> **Job**: Arrange every line of the listing below as a Markdown table with two columns: Row for the line number and Text for the line itself. Leave out blank lines.

> **Stored items**:
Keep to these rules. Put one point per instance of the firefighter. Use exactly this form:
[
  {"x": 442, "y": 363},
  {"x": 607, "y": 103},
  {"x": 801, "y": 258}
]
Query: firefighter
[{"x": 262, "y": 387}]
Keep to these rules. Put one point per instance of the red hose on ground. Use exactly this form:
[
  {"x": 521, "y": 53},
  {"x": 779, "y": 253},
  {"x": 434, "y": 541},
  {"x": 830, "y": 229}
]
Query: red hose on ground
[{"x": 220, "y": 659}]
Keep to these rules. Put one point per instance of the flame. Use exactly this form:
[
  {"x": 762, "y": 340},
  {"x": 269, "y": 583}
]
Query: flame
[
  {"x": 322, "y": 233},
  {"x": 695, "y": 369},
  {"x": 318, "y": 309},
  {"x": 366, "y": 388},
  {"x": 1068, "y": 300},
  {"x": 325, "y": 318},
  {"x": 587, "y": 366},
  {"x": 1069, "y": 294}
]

> **Output**:
| Row | Text |
|---|---|
| 1 | Keep to these rules. Put one point per instance of the firefighter. Use exactly this form: |
| 2 | [ |
| 3 |   {"x": 442, "y": 363}, |
| 4 |   {"x": 607, "y": 103}, |
| 5 |   {"x": 801, "y": 258} |
| 6 | ] |
| 7 | Query: firefighter |
| 8 | [{"x": 262, "y": 387}] |
| 9 | Keep to these rules. Put one point per instance of the red hose on ground. Use exactly this form: |
| 10 | [ |
| 11 |   {"x": 521, "y": 53}, |
| 12 |   {"x": 779, "y": 253}, |
| 13 |   {"x": 434, "y": 541}, |
| 14 |   {"x": 830, "y": 229} |
| 15 | ] |
| 16 | Query: red hose on ground |
| 17 | [{"x": 220, "y": 659}] |
| 18 | Keep to these rules. Put one point per instance of the flame. Use exactly this form: |
| 19 | [ |
| 20 |   {"x": 762, "y": 340}, |
| 21 |   {"x": 269, "y": 583} |
| 22 | ] |
| 23 | Query: flame |
| 24 | [ |
| 25 |   {"x": 322, "y": 233}, |
| 26 |   {"x": 695, "y": 369}, |
| 27 |   {"x": 318, "y": 309}, |
| 28 |   {"x": 366, "y": 388}, |
| 29 |   {"x": 1068, "y": 300}, |
| 30 |   {"x": 325, "y": 318}, |
| 31 |   {"x": 587, "y": 366}, |
| 32 |   {"x": 1069, "y": 294} |
| 33 | ] |